* [GIVEN DATA]
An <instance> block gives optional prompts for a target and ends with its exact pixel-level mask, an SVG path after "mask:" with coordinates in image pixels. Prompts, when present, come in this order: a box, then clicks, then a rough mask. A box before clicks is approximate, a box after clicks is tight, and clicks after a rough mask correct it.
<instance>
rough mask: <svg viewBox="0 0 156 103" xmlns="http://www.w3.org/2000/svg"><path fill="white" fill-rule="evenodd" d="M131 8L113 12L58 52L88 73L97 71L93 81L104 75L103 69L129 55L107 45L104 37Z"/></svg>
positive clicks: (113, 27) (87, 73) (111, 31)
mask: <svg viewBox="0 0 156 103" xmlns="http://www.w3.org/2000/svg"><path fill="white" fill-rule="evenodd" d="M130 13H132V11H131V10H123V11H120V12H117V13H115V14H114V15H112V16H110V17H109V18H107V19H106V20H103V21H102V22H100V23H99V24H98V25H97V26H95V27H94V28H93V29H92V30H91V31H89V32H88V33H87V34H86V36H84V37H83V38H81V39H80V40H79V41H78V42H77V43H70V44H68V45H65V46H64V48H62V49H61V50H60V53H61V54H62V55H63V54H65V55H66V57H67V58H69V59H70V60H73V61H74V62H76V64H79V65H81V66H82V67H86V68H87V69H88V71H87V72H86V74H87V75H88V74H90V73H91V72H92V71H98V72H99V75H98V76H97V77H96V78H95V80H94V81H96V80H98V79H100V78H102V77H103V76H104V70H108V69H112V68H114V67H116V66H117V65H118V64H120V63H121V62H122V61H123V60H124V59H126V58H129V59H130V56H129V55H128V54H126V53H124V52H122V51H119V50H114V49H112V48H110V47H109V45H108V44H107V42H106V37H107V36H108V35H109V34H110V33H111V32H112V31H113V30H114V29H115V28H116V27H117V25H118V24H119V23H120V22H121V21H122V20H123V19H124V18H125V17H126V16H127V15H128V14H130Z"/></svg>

* [TASK DESCRIPTION] Search the listing for "instance" and show every line where it occurs.

* [EXERCISE OUTPUT]
An <instance> block gives optional prompts for a target and ends with its exact pixel-level mask, an SVG path after "mask:" with coordinates in image pixels. Prompts, when present, come in this order: a box, then clicks, then a rough mask. A box before clicks is approximate, a box after clicks is tight, and clicks after a rough mask correct it.
<instance>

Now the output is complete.